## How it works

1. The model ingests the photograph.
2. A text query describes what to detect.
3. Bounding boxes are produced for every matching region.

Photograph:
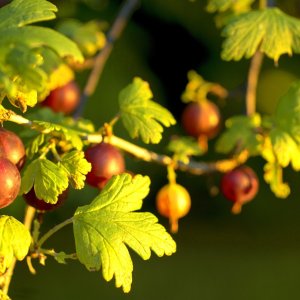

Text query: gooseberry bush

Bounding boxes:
[1,0,300,298]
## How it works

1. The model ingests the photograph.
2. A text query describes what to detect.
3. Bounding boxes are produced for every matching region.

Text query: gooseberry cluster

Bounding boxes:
[155,93,259,232]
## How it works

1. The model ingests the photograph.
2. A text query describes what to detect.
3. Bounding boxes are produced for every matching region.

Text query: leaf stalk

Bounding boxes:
[37,217,73,248]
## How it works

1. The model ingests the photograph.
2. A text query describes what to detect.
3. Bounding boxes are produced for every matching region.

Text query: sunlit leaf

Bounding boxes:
[167,136,204,164]
[0,0,83,110]
[57,19,106,57]
[0,215,31,273]
[216,114,262,155]
[119,77,176,144]
[20,158,69,204]
[59,151,91,189]
[73,174,176,293]
[222,8,300,63]
[274,81,300,143]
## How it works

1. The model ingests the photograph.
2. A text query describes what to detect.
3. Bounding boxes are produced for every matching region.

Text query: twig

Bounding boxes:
[74,0,140,118]
[245,51,264,116]
[2,206,36,296]
[7,112,248,175]
[93,135,248,175]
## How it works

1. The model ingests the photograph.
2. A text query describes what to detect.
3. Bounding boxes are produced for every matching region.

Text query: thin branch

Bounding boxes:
[74,0,140,118]
[246,51,264,116]
[2,206,36,295]
[85,134,248,175]
[7,112,248,175]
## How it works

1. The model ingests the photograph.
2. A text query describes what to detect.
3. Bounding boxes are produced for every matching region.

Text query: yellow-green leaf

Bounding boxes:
[0,215,31,273]
[0,0,83,111]
[57,19,106,57]
[119,77,176,144]
[73,174,176,293]
[269,128,300,170]
[20,158,69,204]
[167,136,204,164]
[274,81,300,143]
[215,114,262,155]
[222,8,300,63]
[59,151,91,189]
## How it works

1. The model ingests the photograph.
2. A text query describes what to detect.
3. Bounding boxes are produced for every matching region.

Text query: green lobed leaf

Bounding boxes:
[22,109,94,157]
[59,151,91,189]
[26,134,46,159]
[6,84,38,112]
[274,81,300,143]
[32,120,83,150]
[73,174,176,293]
[221,8,300,63]
[20,158,69,204]
[0,0,83,110]
[167,136,204,164]
[260,81,300,171]
[0,290,11,300]
[269,128,300,170]
[119,77,176,144]
[26,107,65,125]
[57,19,106,57]
[0,0,57,29]
[215,114,262,155]
[264,162,290,198]
[5,44,46,91]
[2,26,83,63]
[62,116,95,134]
[0,215,31,273]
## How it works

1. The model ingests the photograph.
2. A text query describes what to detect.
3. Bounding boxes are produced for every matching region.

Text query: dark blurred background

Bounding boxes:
[5,0,300,299]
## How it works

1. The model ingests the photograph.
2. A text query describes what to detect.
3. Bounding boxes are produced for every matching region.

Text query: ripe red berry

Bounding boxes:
[0,158,21,209]
[220,166,259,214]
[42,81,80,114]
[156,183,191,233]
[181,100,221,139]
[0,128,26,170]
[23,188,69,211]
[85,143,125,189]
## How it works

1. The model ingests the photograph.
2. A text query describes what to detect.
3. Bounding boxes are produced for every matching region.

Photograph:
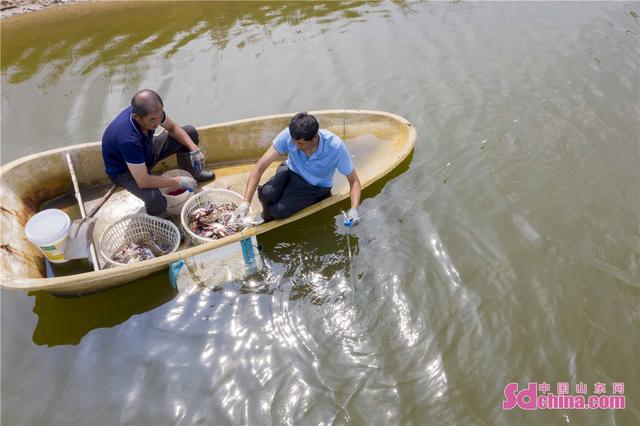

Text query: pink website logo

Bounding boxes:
[502,382,625,410]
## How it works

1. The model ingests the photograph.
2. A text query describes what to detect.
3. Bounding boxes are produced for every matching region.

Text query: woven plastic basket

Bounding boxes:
[180,189,249,245]
[99,214,181,267]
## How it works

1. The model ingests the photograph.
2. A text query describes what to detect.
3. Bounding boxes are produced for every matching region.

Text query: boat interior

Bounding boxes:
[1,110,415,288]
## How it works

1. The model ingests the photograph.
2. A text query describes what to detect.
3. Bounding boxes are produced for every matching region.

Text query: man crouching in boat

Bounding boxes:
[102,89,215,216]
[232,112,361,227]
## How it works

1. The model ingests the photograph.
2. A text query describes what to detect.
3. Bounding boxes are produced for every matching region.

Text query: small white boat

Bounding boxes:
[0,110,416,296]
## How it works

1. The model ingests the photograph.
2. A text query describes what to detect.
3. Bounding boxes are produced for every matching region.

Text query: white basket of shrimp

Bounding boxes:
[99,214,181,266]
[180,189,250,245]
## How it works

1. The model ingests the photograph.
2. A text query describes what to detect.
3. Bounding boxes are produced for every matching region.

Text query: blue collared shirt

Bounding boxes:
[273,128,353,188]
[101,106,165,177]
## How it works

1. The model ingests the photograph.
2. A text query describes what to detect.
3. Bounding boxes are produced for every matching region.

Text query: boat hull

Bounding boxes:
[0,110,416,296]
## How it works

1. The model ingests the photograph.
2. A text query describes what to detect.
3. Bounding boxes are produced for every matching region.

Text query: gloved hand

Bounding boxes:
[231,201,250,223]
[344,207,360,227]
[190,149,205,173]
[178,176,198,191]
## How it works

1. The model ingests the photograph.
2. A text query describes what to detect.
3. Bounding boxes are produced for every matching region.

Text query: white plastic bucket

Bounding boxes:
[160,169,194,215]
[24,209,71,263]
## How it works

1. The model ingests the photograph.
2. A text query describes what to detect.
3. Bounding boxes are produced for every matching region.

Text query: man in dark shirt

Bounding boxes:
[102,89,214,216]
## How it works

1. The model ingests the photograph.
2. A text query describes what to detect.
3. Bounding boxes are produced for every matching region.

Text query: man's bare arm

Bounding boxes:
[127,163,181,189]
[242,146,281,202]
[162,115,198,152]
[345,170,361,209]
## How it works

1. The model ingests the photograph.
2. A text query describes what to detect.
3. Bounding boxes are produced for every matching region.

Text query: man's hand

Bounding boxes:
[344,207,360,227]
[231,201,250,223]
[190,149,205,173]
[178,176,198,191]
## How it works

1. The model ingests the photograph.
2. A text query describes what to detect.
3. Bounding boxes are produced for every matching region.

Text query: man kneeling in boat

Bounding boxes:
[102,89,215,216]
[232,112,361,227]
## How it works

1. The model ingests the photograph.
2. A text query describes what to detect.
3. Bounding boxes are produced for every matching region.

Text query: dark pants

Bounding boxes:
[258,162,331,221]
[110,125,199,216]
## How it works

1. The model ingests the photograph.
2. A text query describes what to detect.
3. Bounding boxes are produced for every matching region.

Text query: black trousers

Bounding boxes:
[110,125,199,216]
[258,162,331,221]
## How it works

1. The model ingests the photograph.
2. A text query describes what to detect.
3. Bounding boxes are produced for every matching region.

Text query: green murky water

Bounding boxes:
[1,2,639,425]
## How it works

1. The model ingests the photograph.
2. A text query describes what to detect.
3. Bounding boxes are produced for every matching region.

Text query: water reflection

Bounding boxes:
[31,271,176,346]
[3,1,639,424]
[129,170,430,422]
[1,1,386,86]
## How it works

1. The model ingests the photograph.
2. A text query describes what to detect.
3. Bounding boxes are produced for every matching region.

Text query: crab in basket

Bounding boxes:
[112,236,168,264]
[188,202,240,239]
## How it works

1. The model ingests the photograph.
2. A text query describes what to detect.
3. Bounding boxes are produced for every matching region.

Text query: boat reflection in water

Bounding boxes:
[31,271,177,346]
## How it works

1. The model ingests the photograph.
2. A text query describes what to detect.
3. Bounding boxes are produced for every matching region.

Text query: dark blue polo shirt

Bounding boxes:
[102,106,164,177]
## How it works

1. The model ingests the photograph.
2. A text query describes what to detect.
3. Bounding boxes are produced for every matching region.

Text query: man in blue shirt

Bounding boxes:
[102,89,214,216]
[232,112,361,226]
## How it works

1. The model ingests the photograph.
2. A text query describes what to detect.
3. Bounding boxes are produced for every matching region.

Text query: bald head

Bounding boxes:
[131,89,164,117]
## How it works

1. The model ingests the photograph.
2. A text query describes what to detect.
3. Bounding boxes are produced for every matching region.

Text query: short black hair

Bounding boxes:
[289,112,319,141]
[131,89,164,117]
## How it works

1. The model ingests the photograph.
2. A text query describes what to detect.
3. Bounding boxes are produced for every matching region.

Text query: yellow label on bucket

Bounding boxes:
[39,238,66,262]
[44,252,65,261]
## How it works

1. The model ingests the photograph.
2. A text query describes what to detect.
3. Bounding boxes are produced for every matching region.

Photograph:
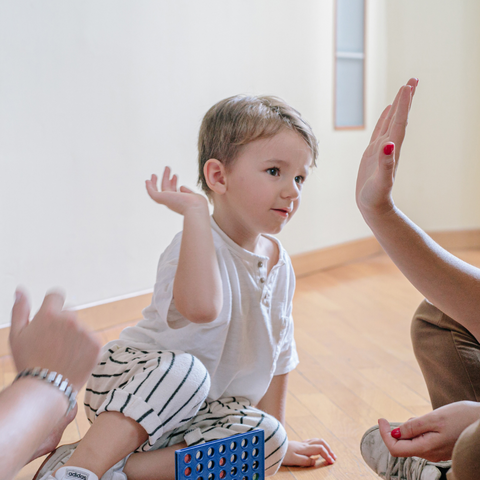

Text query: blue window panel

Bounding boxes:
[334,0,365,128]
[336,0,365,53]
[335,57,364,128]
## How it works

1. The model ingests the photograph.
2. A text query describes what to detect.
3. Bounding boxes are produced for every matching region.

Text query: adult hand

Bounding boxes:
[9,289,101,392]
[378,401,480,462]
[146,167,208,215]
[283,438,336,467]
[356,78,418,217]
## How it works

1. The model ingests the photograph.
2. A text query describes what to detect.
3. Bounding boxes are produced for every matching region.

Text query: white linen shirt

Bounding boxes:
[119,217,299,405]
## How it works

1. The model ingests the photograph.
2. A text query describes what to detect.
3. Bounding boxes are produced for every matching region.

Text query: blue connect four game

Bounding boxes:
[175,429,265,480]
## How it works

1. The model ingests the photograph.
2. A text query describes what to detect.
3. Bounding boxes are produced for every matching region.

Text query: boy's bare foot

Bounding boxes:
[28,403,78,463]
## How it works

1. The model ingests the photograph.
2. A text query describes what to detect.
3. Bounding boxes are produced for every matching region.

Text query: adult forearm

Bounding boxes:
[0,377,68,480]
[174,205,223,323]
[362,205,480,340]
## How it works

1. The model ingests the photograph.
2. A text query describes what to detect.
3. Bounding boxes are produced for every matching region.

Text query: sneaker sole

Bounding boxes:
[33,441,80,480]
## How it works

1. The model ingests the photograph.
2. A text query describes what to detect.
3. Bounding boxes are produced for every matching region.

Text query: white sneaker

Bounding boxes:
[34,442,128,480]
[360,423,451,480]
[34,442,79,480]
[39,466,98,480]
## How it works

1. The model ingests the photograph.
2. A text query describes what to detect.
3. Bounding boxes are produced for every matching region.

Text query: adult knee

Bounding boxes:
[450,419,480,480]
[410,300,480,407]
[411,299,443,355]
[262,414,288,476]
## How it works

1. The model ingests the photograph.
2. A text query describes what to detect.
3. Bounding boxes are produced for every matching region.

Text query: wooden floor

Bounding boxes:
[10,248,480,480]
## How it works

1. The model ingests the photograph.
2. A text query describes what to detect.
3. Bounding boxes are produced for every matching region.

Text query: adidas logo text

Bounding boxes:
[67,472,88,480]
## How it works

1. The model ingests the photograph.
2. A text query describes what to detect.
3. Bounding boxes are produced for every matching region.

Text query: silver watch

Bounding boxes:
[15,367,77,415]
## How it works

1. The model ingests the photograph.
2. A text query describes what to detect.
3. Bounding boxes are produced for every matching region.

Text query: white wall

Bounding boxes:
[385,0,480,230]
[1,1,478,326]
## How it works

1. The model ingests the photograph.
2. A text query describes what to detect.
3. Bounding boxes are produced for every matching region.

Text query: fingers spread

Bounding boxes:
[161,167,171,191]
[299,439,336,464]
[10,289,31,339]
[38,291,65,319]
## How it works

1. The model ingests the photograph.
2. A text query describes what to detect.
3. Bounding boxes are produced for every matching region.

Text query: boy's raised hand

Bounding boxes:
[356,78,418,218]
[283,438,336,467]
[146,167,207,215]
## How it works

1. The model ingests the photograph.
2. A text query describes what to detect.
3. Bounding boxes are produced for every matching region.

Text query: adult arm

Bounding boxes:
[0,378,69,480]
[356,78,480,342]
[146,168,223,323]
[1,290,101,480]
[378,401,480,462]
[257,373,336,467]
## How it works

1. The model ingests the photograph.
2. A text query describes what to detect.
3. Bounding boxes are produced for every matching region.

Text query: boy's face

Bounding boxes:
[222,128,312,236]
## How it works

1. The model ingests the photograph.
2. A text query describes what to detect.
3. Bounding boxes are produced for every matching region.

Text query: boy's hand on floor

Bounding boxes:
[282,438,336,467]
[146,167,208,215]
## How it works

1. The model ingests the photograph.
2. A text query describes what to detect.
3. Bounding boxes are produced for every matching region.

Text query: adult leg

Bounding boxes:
[411,299,480,409]
[28,404,77,462]
[447,419,480,480]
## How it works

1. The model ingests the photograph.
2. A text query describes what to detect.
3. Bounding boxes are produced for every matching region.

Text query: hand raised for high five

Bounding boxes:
[356,78,418,218]
[146,167,208,216]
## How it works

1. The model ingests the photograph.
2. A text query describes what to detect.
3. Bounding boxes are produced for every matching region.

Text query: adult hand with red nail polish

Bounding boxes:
[378,401,480,462]
[356,78,418,218]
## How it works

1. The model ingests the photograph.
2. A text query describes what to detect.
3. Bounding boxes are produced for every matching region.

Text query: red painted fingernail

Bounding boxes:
[391,428,401,439]
[384,144,394,155]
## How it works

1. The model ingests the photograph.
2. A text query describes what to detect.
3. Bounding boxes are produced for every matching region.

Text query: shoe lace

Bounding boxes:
[385,454,428,480]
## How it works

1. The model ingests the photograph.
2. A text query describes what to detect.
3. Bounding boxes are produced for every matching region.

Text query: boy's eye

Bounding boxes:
[267,167,280,176]
[295,175,305,184]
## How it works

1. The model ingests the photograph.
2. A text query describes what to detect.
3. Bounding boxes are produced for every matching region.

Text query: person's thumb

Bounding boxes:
[9,289,30,341]
[381,142,396,173]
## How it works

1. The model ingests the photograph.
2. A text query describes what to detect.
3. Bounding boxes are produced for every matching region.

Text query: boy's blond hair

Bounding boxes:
[198,95,318,196]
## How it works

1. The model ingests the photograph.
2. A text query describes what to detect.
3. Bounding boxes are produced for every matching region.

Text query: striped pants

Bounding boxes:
[84,344,287,475]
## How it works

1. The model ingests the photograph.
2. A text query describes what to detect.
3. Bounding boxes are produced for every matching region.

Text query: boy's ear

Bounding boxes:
[204,159,227,195]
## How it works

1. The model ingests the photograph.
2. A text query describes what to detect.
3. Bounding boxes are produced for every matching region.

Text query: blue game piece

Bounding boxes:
[175,429,265,480]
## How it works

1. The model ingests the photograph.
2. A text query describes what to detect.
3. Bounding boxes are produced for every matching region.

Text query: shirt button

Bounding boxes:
[260,277,265,283]
[258,261,263,268]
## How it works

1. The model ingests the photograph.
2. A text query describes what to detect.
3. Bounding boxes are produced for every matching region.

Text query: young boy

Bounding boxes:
[36,95,336,480]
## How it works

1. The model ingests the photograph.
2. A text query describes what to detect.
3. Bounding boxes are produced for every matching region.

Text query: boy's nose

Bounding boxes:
[281,179,300,199]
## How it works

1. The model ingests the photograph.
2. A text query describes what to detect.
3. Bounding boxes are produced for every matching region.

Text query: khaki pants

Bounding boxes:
[411,300,480,480]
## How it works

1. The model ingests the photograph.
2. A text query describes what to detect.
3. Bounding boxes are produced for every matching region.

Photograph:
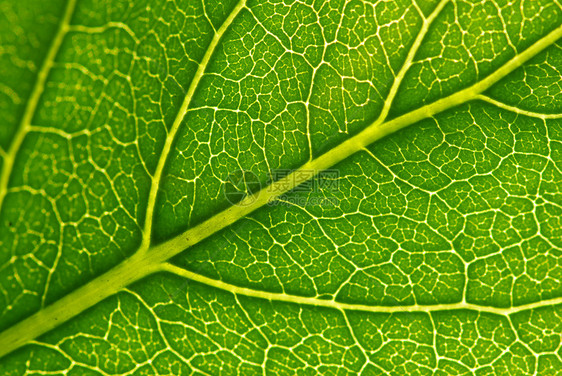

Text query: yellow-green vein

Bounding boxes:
[0,0,77,214]
[139,0,247,253]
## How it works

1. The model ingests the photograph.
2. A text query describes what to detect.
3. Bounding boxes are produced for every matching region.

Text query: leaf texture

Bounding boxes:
[1,0,562,374]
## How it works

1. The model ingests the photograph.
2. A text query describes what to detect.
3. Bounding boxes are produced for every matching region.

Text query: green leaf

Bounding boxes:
[1,0,562,374]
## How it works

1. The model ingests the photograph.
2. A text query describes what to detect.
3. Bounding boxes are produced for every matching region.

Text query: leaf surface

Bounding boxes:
[1,0,562,374]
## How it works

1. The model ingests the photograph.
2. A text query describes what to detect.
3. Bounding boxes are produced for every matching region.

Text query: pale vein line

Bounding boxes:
[161,263,562,316]
[1,18,562,361]
[476,94,562,119]
[139,0,247,253]
[375,0,450,125]
[0,0,77,215]
[67,22,139,43]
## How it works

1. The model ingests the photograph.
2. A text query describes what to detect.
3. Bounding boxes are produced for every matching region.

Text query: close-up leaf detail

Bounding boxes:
[1,0,562,374]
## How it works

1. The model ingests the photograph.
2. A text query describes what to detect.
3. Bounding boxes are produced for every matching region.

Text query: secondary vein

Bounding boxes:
[375,0,450,125]
[161,263,562,316]
[477,94,562,119]
[0,0,77,215]
[139,0,247,253]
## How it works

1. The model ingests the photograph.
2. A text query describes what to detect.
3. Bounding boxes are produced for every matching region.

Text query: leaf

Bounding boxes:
[1,0,562,374]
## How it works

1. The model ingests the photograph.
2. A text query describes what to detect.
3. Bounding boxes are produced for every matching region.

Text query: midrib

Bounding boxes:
[147,20,562,265]
[1,9,562,361]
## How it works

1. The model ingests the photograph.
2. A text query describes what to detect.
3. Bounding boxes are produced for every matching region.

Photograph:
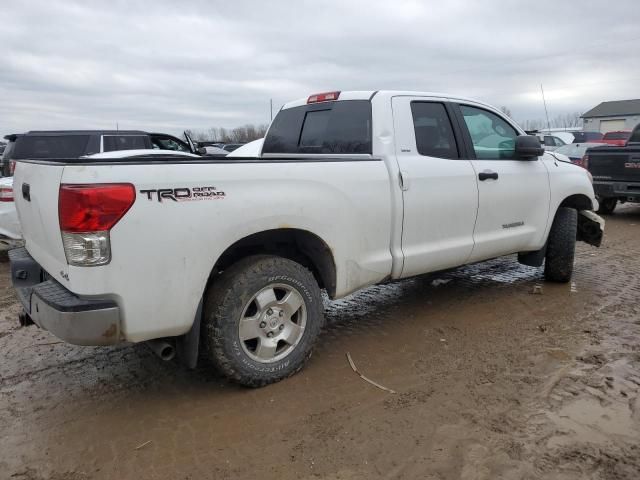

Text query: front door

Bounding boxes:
[453,103,550,262]
[392,96,479,278]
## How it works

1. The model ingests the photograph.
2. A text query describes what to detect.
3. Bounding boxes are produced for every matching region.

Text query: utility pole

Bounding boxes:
[540,84,551,132]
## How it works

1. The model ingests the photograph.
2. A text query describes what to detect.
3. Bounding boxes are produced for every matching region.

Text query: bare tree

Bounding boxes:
[185,124,269,143]
[500,106,512,118]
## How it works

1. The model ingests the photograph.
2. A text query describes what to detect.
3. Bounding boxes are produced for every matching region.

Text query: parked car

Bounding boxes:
[536,131,575,145]
[600,130,631,146]
[572,131,604,143]
[536,134,567,151]
[82,150,201,160]
[585,123,640,214]
[221,143,244,152]
[227,138,264,157]
[201,146,229,156]
[9,90,603,387]
[1,130,199,176]
[0,176,21,249]
[198,142,225,148]
[553,142,608,167]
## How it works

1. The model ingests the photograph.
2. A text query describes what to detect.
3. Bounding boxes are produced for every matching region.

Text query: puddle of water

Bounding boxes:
[547,397,638,448]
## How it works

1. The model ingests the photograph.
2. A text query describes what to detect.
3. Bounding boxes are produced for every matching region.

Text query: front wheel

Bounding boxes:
[544,207,577,283]
[597,197,617,215]
[202,255,324,387]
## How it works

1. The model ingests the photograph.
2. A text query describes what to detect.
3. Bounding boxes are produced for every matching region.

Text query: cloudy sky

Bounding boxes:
[1,0,639,136]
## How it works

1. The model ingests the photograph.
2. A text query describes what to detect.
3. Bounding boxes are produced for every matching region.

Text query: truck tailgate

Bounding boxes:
[13,161,68,282]
[589,149,640,183]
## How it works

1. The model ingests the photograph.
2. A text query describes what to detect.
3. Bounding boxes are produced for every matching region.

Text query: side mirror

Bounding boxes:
[516,135,544,160]
[197,146,207,155]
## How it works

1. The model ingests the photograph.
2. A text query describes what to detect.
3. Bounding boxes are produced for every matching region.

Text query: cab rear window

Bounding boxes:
[263,100,372,154]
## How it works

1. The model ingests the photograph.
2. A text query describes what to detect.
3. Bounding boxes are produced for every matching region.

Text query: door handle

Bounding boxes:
[478,171,499,181]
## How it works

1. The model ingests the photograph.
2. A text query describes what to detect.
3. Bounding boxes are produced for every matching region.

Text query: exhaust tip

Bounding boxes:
[147,339,176,361]
[159,345,175,361]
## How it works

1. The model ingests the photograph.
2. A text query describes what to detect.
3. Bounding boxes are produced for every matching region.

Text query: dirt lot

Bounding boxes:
[1,207,640,480]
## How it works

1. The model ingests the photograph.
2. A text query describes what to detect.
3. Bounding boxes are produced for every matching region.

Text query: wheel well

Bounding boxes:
[210,229,337,297]
[559,194,593,211]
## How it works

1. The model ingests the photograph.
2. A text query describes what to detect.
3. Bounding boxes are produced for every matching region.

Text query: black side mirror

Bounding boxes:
[516,135,544,160]
[197,146,207,155]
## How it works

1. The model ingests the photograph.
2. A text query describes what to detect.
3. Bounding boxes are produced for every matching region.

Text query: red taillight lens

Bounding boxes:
[9,160,16,175]
[0,186,13,202]
[578,154,589,169]
[307,91,341,104]
[59,184,135,232]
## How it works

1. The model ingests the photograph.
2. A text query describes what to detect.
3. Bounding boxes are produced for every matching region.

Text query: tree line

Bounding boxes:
[500,106,584,131]
[185,124,269,144]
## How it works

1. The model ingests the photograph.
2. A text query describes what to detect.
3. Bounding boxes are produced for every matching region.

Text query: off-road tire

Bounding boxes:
[202,255,323,387]
[544,207,577,283]
[597,197,617,215]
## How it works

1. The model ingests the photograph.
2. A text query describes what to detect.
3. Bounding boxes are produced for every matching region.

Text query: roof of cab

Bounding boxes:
[25,130,148,136]
[281,90,494,111]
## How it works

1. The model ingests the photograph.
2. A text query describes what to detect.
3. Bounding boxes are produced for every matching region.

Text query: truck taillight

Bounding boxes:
[307,91,340,103]
[0,187,13,202]
[9,160,16,175]
[59,184,135,266]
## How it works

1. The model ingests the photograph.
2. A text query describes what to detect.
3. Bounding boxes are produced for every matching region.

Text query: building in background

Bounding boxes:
[582,99,640,133]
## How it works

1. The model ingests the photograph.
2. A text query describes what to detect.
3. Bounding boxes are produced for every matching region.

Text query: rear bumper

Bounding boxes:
[9,247,121,345]
[593,181,640,202]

----

→ **Problem details**
Your answer should consist of the lines above that hold the word "white".

→ **Completed exercise**
Text query: small white boat
Text query: white basket of shrimp
Text query: white plastic bucket
Text query: white linen shirt
Text query: white sneaker
Text query: white wall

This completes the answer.